- WHAT THE TASK ASKS
Print the following listing back verbatim, reproducing every line without any changes.

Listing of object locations
· · ·

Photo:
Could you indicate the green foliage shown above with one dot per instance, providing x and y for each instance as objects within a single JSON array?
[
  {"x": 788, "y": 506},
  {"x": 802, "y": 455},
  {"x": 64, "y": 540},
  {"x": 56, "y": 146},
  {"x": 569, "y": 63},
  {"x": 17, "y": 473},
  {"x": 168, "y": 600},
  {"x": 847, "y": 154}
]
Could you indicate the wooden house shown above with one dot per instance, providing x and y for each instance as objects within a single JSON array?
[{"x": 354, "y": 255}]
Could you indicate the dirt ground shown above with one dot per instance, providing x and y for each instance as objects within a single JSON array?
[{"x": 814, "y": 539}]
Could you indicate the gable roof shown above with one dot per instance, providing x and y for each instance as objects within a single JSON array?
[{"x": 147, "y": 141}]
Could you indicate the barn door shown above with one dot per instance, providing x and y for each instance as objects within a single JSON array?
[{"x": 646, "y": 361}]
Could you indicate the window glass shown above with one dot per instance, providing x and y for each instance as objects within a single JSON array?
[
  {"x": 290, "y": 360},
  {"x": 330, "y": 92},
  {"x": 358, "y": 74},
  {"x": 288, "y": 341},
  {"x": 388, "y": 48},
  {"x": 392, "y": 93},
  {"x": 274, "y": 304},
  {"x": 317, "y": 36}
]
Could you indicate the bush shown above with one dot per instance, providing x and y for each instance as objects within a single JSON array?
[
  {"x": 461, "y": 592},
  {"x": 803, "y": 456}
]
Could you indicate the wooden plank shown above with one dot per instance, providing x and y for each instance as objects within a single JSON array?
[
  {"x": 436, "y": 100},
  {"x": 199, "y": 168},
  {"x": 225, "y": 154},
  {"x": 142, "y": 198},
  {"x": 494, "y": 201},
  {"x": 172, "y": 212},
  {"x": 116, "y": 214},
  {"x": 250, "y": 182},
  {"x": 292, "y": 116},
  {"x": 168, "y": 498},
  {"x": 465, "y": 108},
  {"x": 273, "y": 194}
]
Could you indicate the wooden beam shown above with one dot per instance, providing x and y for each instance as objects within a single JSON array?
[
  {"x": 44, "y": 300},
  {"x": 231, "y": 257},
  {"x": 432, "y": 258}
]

· · ·

- CORRECT OUTPUT
Photo:
Could you indicate the green foliage shown above with one dot per instance, providing x and y for each instance as objects within a single JSON array?
[
  {"x": 788, "y": 506},
  {"x": 802, "y": 455},
  {"x": 64, "y": 540},
  {"x": 56, "y": 146},
  {"x": 569, "y": 63},
  {"x": 17, "y": 473},
  {"x": 168, "y": 600},
  {"x": 847, "y": 154}
]
Could you indicate the wooden house shown above with one dot per instance, providing x and y for each instance as objects within a single JSON array?
[{"x": 354, "y": 255}]
Could you indicate the dirt ground shown above with one dot per instance, providing x and y for each instance as objects within a single JSON array?
[{"x": 814, "y": 539}]
Could you indicate the gable roof shown above with one dot per instance, providing x and y for each instance as objects within a single JSON array?
[{"x": 147, "y": 141}]
Could you indicate the barn door shown above with one dot per instance, providing x and y for each instance as objects within a single JSON array?
[{"x": 646, "y": 361}]
Could you indicate the window glass shown above with one dot per instance, providing x and y for each instance as objects within a single JSON array?
[
  {"x": 290, "y": 360},
  {"x": 330, "y": 92},
  {"x": 358, "y": 74},
  {"x": 288, "y": 341},
  {"x": 388, "y": 48},
  {"x": 392, "y": 93},
  {"x": 274, "y": 304},
  {"x": 317, "y": 36}
]
Could you indicate the bush shown above with one dot per instance, providing x and y for each instance as objects within a single JSON array?
[
  {"x": 461, "y": 592},
  {"x": 803, "y": 456}
]
Could you indicate the wooden plank shown above with one dot per instance, providing x and y for each instance as objects within a single JSON array?
[
  {"x": 436, "y": 100},
  {"x": 199, "y": 168},
  {"x": 225, "y": 154},
  {"x": 142, "y": 198},
  {"x": 494, "y": 201},
  {"x": 172, "y": 212},
  {"x": 116, "y": 214},
  {"x": 250, "y": 182},
  {"x": 292, "y": 116},
  {"x": 168, "y": 498},
  {"x": 465, "y": 108},
  {"x": 273, "y": 194}
]
Could you indicate the wooden beam shown above with one dot per instance, providing x and y for each instance as objects within a single JSON array?
[
  {"x": 44, "y": 300},
  {"x": 231, "y": 257},
  {"x": 432, "y": 258}
]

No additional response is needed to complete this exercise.